• [What is needed]:
Copy every line of the items below without any changes.
>> start Data listing
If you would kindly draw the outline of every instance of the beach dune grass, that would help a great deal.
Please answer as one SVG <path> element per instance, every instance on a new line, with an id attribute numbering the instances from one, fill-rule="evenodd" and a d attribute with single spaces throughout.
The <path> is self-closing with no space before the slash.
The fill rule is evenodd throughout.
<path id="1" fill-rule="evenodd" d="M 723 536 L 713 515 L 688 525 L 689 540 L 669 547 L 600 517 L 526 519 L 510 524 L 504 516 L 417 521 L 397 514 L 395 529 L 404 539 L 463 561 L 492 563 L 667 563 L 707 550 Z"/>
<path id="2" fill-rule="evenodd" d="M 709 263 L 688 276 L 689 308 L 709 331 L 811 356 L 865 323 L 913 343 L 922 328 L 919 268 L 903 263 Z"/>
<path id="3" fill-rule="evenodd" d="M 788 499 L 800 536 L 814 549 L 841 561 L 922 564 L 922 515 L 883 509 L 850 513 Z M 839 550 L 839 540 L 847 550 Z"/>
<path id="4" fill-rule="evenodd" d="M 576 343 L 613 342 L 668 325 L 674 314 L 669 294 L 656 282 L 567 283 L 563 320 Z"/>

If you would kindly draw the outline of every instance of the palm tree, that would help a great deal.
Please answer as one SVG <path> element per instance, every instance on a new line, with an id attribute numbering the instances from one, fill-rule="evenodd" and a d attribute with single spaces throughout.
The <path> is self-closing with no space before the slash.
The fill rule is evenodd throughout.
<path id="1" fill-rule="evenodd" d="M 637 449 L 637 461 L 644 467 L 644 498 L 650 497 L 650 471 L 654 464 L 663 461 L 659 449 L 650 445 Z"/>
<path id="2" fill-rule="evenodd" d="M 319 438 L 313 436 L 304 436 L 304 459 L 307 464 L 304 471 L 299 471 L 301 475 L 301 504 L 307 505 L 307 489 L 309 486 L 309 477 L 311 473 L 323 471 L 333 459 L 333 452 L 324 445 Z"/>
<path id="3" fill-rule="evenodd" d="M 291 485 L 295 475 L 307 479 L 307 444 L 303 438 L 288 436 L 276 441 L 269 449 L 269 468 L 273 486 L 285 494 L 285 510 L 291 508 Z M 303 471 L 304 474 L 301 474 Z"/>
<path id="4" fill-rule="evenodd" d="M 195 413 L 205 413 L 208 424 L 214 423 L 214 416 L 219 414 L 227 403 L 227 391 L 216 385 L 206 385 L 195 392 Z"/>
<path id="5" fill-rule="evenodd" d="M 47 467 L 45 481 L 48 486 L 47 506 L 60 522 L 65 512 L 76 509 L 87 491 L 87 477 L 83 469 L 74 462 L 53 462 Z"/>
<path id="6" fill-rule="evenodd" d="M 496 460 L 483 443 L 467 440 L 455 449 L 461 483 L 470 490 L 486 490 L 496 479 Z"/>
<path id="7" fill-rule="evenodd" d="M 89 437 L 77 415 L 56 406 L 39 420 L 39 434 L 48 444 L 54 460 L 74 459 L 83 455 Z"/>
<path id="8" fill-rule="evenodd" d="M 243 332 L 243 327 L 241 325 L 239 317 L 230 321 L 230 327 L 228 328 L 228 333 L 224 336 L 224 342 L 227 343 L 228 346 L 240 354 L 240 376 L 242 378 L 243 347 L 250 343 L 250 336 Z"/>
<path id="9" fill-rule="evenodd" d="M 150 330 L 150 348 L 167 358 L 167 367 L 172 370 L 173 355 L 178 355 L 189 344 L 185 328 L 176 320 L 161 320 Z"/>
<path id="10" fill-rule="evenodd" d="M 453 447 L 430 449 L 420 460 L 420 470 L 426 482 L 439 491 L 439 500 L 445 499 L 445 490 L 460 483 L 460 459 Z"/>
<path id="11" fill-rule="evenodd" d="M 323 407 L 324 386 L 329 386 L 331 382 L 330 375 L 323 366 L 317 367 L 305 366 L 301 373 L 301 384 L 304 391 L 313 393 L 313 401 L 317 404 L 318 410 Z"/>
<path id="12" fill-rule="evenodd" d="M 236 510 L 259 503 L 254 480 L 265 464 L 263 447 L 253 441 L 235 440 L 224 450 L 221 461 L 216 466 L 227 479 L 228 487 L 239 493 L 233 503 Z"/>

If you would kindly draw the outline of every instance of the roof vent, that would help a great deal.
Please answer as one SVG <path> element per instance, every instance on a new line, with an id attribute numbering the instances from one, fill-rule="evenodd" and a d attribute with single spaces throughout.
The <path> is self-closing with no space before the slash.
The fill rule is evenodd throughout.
>> end Data listing
• [Full output]:
If you would kindly draw the outline of every instance of the beach dune grass, that would help a great deal.
Please answer as one SVG <path> element per instance, every instance on a new line, with an id attribute numbering the instances from one, fill-rule="evenodd" and a d attribute with single spaces throughout.
The <path> is self-closing with no space before the slash.
The fill rule is evenodd throughout.
<path id="1" fill-rule="evenodd" d="M 723 536 L 713 515 L 688 525 L 689 540 L 669 547 L 600 517 L 526 519 L 510 524 L 504 516 L 417 521 L 397 514 L 395 529 L 404 539 L 463 561 L 492 563 L 667 563 L 707 550 Z"/>
<path id="2" fill-rule="evenodd" d="M 709 263 L 688 276 L 689 308 L 709 331 L 811 356 L 865 323 L 913 343 L 922 328 L 919 268 L 903 263 Z"/>
<path id="3" fill-rule="evenodd" d="M 788 499 L 800 536 L 814 549 L 841 561 L 922 564 L 922 515 L 883 509 L 850 513 Z M 839 550 L 839 540 L 847 550 Z"/>
<path id="4" fill-rule="evenodd" d="M 576 343 L 613 342 L 668 325 L 674 314 L 669 294 L 656 282 L 567 283 L 563 320 Z"/>

If you would kindly draw the outline of every instance of the palm tree, that would help a great deal.
Please answer as one SVG <path> element per instance, every instance on a new line, with an id attribute numbering the instances from one, fill-rule="evenodd" and a d attribute with single spaces throughout.
The <path> is self-closing with no space before the slash.
The fill rule is evenodd throughout.
<path id="1" fill-rule="evenodd" d="M 637 449 L 637 461 L 644 467 L 644 498 L 650 497 L 650 471 L 654 464 L 663 461 L 659 449 L 650 445 Z"/>
<path id="2" fill-rule="evenodd" d="M 319 438 L 313 436 L 304 436 L 304 459 L 307 464 L 304 471 L 299 471 L 301 475 L 301 504 L 307 505 L 307 489 L 309 486 L 309 477 L 311 473 L 323 471 L 333 459 L 333 452 L 324 445 Z"/>
<path id="3" fill-rule="evenodd" d="M 291 485 L 295 475 L 307 479 L 307 444 L 303 438 L 288 436 L 276 441 L 269 449 L 269 468 L 273 486 L 285 494 L 285 510 L 291 508 Z M 303 471 L 304 474 L 301 474 Z"/>
<path id="4" fill-rule="evenodd" d="M 195 413 L 205 413 L 208 424 L 214 423 L 214 416 L 219 414 L 227 403 L 227 391 L 216 385 L 206 385 L 195 392 Z"/>
<path id="5" fill-rule="evenodd" d="M 47 467 L 45 481 L 48 486 L 47 506 L 60 522 L 65 512 L 76 509 L 87 491 L 87 477 L 83 469 L 74 462 L 53 462 Z"/>
<path id="6" fill-rule="evenodd" d="M 496 460 L 483 443 L 467 440 L 455 449 L 461 483 L 470 490 L 486 490 L 496 479 Z"/>
<path id="7" fill-rule="evenodd" d="M 89 437 L 77 415 L 56 406 L 39 420 L 39 434 L 48 444 L 54 460 L 74 459 L 83 455 Z"/>
<path id="8" fill-rule="evenodd" d="M 243 332 L 243 327 L 241 325 L 239 317 L 230 321 L 230 327 L 228 328 L 228 333 L 224 336 L 224 342 L 227 343 L 228 346 L 240 354 L 240 376 L 242 378 L 243 347 L 250 343 L 250 336 Z"/>
<path id="9" fill-rule="evenodd" d="M 150 330 L 150 348 L 167 358 L 167 367 L 172 370 L 173 355 L 178 355 L 189 344 L 185 328 L 176 320 L 161 320 Z"/>
<path id="10" fill-rule="evenodd" d="M 453 447 L 430 449 L 420 460 L 420 470 L 426 482 L 439 491 L 439 500 L 445 499 L 445 490 L 460 483 L 460 459 Z"/>
<path id="11" fill-rule="evenodd" d="M 323 407 L 324 386 L 329 386 L 331 382 L 330 375 L 323 366 L 317 367 L 305 366 L 301 373 L 301 384 L 304 391 L 313 393 L 313 401 L 317 404 L 318 410 Z"/>
<path id="12" fill-rule="evenodd" d="M 236 510 L 259 503 L 254 480 L 265 464 L 263 447 L 253 441 L 235 440 L 224 450 L 221 461 L 216 466 L 227 479 L 228 487 L 239 493 L 233 503 Z"/>

If you would kindly draw the outline of every instance of the roof vent, that would help a great deal.
Please answer as one SVG <path> element per instance, every instance on a new line, with an id attribute numbering the instances from one, fill-rule="evenodd" and a d attribute with single spaces throughout.
The <path> is self-closing with no space before the slash.
The fill rule is evenodd throughout.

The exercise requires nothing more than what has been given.